• [DOCUMENT EXCERPT]

-*-

However, and surprisingly perhaps, this grand
late medieval church which dominates the market
hill was not a parish church, but a chapel of
ease to St Gregory down by the river. The first
church was here in the 13th Century, but early on
in the following century a major rebuilding was
undertaken. James Bettley, in the revised Buildings
of England volume for West Suffolk,
attributes this to the major expansion of the
town under Elizabeth de Burgh, and the
construction of a new market place. But in the
1340s work came to a halt, as what we would later
come to know as the Black Death swept across East
Anglia. When work resumed, one imagines with a
new urgency, the tower seems to have been the
priority, and work on it may have been nearly
complete by 1376, when Thomas Export left 3s 4d
to the hanging of the great bell. However,
this isn't a great deal of money, and it's more
likely perhaps that Export was adding his name to
a project for the future, in expectation that he
would be included in the prayers for the dead
that would accrue. Peter Northeast and Simon
Cotton found a further bequest to the bells in
1426, and then by the middle of the century there
were bequests to the furnishing of the church.
Thomas Syberton left 40 shillings (about £2000
in today's money) towards a new font in 1456,
there were bequests to the panelling and paving
of the interior, and as late as the 1490s there
was still money being left towards the bells. Today, St Peter is a stately ship of
a building, and I think this is as fine a setting
as that of any urban church in East Anglia.
Looking at it externally, you can see the way
that the aisles taper towards the east, the south
wall of the nave in particular forming an
irregular line and the chancel leaning into this
side. It is not hard to imagine that the new
church so enthusiastically erected in the late
14th and 15th Centuries had to be squeezed
between existing properties, long since gone.

-*-

• [PROMPT A] In the passage on St Peter's church, how much did Thomas Syberton leave toward a new font, and in what year?
• [PROMPT B] Pick up the passage on St Peter's church after its final sentence and keep writing.

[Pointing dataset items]
-*-

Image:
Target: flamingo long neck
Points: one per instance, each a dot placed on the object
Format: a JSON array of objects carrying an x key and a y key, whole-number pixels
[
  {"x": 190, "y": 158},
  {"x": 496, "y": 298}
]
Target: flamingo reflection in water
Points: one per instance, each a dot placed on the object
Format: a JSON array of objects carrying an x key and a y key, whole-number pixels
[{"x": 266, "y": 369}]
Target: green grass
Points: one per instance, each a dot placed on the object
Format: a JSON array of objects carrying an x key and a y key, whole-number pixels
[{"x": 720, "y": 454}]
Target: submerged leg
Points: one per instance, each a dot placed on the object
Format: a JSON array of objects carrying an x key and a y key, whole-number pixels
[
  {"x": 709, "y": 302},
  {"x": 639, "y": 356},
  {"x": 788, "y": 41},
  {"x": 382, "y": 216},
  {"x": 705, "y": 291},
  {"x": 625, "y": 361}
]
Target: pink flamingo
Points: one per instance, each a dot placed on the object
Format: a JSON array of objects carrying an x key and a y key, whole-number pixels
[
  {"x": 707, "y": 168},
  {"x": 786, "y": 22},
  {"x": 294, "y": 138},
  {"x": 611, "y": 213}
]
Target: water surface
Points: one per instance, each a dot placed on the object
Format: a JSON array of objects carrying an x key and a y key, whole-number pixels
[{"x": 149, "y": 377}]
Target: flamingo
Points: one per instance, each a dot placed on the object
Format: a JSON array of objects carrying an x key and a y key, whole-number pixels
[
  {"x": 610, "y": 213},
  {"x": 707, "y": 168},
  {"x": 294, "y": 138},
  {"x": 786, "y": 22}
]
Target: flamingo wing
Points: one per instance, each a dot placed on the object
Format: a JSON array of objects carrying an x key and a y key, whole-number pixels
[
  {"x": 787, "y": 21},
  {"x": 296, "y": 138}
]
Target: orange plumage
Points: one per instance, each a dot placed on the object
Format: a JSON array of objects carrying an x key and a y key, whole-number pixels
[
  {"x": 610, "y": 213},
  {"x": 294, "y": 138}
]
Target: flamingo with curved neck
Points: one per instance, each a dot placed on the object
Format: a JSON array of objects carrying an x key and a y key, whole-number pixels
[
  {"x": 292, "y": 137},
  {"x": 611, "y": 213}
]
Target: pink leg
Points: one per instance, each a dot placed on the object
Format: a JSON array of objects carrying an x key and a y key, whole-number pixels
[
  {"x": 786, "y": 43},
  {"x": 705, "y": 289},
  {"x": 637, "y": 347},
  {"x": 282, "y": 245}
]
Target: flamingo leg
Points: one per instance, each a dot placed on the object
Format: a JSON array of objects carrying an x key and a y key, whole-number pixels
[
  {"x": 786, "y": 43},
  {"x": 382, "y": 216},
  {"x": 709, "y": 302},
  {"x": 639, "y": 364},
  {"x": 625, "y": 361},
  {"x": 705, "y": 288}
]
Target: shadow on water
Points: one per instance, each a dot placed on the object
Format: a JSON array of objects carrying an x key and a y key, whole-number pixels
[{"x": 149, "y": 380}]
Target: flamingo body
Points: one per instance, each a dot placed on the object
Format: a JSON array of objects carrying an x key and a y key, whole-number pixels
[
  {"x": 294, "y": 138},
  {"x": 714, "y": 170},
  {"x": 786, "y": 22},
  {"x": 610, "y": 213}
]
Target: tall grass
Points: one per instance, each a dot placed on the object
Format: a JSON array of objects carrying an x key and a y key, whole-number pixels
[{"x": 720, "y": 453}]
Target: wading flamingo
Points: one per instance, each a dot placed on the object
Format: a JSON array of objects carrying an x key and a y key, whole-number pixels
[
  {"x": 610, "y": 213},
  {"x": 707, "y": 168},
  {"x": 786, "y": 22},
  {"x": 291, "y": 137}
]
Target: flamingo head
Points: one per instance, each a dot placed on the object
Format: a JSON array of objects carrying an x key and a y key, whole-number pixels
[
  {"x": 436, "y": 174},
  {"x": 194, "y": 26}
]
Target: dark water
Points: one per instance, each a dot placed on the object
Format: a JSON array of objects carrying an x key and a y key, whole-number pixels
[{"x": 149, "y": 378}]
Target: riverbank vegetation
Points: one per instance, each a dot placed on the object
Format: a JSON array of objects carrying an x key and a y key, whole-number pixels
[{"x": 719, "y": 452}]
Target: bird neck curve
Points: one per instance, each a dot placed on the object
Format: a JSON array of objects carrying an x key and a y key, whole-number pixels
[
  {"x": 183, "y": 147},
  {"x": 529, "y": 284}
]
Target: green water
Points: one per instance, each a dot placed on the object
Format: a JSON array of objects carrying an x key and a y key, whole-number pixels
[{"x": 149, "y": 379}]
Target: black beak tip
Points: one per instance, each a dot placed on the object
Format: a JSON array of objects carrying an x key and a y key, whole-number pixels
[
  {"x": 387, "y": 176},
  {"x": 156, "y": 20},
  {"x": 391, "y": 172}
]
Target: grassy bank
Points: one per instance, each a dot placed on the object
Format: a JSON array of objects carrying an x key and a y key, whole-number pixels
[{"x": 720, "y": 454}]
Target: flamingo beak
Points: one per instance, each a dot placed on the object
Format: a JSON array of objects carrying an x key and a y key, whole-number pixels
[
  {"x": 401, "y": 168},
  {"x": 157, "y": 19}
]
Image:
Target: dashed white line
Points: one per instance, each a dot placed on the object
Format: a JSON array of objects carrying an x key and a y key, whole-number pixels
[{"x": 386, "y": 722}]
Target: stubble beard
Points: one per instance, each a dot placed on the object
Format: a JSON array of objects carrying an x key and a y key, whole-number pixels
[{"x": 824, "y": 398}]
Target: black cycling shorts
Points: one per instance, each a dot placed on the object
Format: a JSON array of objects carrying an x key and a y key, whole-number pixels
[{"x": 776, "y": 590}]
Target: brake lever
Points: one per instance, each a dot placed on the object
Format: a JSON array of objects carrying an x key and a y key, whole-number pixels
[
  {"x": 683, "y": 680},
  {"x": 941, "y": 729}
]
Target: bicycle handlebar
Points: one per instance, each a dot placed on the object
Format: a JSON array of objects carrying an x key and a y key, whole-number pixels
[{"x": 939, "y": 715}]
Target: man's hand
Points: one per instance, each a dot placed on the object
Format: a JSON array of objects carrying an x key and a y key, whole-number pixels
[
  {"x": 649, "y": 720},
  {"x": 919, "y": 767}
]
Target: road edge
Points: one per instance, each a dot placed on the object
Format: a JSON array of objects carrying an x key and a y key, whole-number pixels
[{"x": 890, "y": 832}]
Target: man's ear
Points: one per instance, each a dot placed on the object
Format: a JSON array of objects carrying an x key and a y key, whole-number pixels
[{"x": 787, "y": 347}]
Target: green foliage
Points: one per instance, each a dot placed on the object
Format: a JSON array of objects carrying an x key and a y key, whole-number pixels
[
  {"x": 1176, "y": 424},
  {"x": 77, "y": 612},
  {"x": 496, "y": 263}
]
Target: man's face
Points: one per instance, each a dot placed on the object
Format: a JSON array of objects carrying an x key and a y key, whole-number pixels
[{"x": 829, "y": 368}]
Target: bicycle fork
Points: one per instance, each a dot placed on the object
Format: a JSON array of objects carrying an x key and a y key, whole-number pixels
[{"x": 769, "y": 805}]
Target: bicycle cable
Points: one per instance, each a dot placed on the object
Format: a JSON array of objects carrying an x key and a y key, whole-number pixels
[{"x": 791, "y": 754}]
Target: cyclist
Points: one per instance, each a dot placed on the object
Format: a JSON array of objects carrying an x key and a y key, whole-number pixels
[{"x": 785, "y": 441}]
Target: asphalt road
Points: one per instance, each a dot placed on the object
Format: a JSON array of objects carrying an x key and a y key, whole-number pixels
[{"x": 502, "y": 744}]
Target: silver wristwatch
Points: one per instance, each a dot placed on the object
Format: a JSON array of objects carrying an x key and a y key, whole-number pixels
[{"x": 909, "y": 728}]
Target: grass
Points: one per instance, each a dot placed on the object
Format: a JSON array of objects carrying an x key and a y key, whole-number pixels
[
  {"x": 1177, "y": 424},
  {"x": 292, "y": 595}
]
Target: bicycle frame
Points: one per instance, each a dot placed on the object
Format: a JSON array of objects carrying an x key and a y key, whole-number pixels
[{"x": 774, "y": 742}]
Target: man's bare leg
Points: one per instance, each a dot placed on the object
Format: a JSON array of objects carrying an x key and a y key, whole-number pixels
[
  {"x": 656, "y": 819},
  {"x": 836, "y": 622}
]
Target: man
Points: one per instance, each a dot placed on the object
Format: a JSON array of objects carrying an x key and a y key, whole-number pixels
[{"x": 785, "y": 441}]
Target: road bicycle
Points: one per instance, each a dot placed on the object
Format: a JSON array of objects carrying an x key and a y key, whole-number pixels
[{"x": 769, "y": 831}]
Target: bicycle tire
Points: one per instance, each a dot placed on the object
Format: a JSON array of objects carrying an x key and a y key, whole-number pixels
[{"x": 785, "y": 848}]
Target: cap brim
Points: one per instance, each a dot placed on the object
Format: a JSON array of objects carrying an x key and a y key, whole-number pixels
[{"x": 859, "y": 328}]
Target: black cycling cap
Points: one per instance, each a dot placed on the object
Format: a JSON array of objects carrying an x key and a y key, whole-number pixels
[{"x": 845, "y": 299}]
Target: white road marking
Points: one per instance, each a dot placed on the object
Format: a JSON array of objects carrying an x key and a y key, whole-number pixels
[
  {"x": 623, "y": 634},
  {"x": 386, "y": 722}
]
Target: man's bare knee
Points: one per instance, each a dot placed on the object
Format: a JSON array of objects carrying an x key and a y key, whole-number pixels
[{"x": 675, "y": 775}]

-*-

• [EXERCISE OUTPUT A] 40 shillings, in 1456.

• [EXERCISE OUTPUT B]
There is a grand south porch, but the main
entrance for many years has been through the west
doorway that faces the market hill. However, it
has been a long time since those going through it
have been on their way to a service, because St
Peter was declared redundant in 1972, one of the
first to be so under the new legislation. Outside
this entrance stands a statue of Sudbury's most
famous son, the artist Thomas Gainsborough,
although the Gainsboroughs themselves worshipped
at Sudbury's third medieval church, All Saints,
where you'll find their mausoleum. I'm afraid
that St Peter was dreadfully neglected for many
years, occasionally being opened up to be used
for concerts, craft fairs, christmas card sales
and the like. It wasn't hard to agree with former
parishioners with whom I occasionally got into
conversation that it should never have been
declared redundant, that a parochial use should
have been found for it. However, after more than
half a century of redundancy it was taken in hand
by the Churches Conservation Trust and local arts
charities, a great deal of money was spent on it
and it has been converted into an arts centre for
Sudbury.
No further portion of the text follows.